_Provided data_
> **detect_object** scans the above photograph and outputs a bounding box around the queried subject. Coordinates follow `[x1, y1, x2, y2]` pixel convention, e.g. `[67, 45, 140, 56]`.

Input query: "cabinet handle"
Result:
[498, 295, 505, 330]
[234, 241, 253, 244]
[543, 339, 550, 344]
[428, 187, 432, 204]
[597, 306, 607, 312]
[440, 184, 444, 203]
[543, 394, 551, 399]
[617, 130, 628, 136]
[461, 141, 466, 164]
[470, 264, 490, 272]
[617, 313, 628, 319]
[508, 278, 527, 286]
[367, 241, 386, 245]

--

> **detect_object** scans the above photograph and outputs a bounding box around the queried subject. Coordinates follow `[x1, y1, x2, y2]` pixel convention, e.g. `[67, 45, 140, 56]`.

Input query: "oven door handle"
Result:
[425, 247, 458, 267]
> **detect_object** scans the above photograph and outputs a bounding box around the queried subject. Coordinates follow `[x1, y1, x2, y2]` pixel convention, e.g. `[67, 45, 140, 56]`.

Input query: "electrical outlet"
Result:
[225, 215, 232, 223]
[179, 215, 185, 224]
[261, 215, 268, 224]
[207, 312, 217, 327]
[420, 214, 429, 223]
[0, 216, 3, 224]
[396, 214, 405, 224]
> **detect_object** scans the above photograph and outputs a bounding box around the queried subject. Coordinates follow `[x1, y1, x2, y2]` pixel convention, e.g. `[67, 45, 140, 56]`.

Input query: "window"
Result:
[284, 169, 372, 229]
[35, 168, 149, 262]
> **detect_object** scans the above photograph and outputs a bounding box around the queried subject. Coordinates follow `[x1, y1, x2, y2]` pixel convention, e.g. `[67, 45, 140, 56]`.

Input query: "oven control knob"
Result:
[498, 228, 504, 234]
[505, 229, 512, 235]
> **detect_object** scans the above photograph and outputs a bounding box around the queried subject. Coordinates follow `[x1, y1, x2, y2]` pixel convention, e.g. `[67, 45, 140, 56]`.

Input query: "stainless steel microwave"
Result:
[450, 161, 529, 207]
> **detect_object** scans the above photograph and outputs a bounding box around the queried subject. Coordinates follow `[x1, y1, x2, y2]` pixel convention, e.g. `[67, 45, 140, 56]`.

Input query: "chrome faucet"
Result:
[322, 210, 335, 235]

* * *

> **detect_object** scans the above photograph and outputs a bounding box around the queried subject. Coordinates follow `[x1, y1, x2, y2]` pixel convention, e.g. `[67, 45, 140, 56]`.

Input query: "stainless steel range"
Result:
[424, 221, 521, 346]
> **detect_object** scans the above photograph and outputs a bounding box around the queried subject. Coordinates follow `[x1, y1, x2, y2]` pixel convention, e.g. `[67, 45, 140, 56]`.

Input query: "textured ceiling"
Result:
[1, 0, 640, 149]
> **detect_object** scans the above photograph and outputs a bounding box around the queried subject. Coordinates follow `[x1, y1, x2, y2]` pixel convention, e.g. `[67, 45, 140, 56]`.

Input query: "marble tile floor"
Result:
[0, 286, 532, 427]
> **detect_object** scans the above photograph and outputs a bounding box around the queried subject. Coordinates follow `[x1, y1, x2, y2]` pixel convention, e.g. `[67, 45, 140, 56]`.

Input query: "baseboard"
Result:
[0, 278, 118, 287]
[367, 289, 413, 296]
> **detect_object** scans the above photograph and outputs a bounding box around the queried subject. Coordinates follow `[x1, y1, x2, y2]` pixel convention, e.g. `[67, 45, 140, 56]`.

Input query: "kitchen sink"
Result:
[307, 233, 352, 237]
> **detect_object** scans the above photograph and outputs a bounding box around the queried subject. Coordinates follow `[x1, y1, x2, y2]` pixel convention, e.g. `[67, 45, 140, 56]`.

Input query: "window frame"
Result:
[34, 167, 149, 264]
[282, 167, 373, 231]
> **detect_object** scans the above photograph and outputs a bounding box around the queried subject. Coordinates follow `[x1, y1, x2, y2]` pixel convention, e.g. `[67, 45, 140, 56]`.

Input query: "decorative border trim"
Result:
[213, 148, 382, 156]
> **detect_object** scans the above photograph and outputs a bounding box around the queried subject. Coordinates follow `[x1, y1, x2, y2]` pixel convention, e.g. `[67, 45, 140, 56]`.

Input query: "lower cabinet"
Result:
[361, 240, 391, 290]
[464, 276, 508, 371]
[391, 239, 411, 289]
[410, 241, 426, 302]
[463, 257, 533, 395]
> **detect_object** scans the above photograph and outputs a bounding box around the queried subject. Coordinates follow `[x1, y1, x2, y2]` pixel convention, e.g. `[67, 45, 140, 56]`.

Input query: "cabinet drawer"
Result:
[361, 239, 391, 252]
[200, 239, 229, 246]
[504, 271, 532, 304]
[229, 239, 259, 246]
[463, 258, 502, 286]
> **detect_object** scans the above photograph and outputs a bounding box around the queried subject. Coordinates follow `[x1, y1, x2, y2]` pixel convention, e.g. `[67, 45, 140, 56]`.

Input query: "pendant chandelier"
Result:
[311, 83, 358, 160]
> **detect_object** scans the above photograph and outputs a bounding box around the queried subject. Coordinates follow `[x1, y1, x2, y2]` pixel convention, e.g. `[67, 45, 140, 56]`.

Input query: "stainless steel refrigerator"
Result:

_Work to complete_
Going line by line through the data, tally each one that includes the string "oven", and answer with the tally only.

_Reply to the exercise_
2